[start of Dataset rows]
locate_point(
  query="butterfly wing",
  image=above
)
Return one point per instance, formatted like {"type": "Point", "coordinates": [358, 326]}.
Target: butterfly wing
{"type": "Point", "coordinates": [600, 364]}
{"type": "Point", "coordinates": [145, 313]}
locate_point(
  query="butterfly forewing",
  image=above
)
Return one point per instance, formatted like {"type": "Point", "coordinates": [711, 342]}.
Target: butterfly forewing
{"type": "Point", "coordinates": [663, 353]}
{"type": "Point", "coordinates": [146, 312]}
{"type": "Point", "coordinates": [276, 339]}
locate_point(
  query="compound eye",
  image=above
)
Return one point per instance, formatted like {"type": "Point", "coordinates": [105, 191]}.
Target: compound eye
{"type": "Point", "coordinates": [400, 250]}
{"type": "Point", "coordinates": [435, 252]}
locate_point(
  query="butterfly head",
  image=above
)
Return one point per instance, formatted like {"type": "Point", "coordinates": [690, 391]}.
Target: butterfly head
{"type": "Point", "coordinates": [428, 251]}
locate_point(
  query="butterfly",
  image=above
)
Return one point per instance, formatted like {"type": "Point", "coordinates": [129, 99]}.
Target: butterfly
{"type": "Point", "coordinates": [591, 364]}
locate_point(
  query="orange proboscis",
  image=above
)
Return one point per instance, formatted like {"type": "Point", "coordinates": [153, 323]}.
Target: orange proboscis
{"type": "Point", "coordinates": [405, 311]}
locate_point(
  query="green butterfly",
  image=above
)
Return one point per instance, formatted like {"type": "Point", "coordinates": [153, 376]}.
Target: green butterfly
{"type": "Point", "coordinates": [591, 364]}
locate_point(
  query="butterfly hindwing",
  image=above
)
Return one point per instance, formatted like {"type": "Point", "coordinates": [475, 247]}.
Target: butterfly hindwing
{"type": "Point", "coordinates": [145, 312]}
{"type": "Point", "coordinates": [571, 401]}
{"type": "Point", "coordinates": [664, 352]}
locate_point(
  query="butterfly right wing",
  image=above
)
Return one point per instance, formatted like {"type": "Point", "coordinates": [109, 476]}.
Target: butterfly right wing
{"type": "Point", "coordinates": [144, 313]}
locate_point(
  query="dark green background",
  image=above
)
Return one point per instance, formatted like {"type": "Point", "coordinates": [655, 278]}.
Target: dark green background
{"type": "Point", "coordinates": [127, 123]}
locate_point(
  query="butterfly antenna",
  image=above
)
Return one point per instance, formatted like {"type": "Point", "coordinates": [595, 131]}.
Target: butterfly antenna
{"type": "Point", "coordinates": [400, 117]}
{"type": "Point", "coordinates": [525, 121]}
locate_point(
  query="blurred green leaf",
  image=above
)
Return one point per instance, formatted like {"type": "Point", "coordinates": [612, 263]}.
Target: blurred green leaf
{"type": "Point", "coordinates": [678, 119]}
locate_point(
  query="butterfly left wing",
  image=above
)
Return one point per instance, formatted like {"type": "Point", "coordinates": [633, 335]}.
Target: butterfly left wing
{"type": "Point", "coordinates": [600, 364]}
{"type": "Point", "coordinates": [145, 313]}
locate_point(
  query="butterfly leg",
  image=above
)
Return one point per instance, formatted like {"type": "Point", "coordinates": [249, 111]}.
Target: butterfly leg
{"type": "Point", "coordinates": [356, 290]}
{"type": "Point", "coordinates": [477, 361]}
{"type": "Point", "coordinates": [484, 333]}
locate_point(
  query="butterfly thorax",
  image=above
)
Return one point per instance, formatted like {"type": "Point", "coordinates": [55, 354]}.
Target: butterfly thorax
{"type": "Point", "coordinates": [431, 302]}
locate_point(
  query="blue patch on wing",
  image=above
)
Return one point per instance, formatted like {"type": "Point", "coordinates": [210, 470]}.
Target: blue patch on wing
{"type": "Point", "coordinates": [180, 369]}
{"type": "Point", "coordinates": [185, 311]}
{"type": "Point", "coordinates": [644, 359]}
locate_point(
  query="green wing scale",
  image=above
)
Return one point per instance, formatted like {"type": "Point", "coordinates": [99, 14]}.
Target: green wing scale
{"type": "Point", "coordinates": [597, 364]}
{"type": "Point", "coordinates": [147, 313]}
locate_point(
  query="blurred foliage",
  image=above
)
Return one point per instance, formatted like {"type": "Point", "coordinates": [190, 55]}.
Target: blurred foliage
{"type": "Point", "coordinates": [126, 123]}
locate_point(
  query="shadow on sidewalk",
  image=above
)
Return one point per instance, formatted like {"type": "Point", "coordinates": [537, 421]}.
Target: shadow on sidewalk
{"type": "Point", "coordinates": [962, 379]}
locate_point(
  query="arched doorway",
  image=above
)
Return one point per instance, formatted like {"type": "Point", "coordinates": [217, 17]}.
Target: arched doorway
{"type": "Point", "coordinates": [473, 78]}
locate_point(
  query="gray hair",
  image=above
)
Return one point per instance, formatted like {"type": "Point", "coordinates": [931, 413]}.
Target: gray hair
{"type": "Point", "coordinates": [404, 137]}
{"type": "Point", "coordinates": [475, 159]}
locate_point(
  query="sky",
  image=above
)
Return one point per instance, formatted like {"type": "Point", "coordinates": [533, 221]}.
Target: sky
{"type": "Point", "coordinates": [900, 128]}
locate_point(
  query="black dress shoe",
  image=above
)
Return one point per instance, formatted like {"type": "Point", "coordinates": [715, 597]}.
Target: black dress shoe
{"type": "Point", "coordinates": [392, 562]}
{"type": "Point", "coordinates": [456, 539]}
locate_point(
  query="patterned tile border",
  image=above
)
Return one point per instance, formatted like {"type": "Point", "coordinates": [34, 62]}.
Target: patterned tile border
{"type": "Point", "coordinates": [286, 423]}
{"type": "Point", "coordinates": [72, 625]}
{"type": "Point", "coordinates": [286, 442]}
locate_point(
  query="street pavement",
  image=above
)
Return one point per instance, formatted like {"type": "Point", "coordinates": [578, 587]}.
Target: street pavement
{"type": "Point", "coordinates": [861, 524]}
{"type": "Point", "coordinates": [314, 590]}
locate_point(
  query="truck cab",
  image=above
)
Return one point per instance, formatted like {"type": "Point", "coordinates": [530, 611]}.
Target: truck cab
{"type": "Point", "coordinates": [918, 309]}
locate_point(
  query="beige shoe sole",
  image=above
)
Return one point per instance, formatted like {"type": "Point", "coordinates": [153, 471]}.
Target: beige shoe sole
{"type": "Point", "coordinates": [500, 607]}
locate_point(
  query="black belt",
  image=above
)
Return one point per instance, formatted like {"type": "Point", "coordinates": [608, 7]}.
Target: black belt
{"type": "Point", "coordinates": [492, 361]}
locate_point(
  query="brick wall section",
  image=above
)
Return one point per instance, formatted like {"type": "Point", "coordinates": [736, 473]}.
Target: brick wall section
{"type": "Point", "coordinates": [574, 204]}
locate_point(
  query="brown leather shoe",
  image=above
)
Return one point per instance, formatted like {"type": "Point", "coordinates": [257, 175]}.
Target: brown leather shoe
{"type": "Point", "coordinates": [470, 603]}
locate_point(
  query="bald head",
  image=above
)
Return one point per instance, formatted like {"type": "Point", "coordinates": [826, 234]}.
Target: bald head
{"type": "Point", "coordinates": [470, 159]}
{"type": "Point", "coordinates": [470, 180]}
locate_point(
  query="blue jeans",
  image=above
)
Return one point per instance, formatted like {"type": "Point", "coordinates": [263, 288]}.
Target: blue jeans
[end of Dataset rows]
Count the lines of the records above that contain the string "thorax", treating uppercase and lowercase as distinct. Reply with the number alone.

2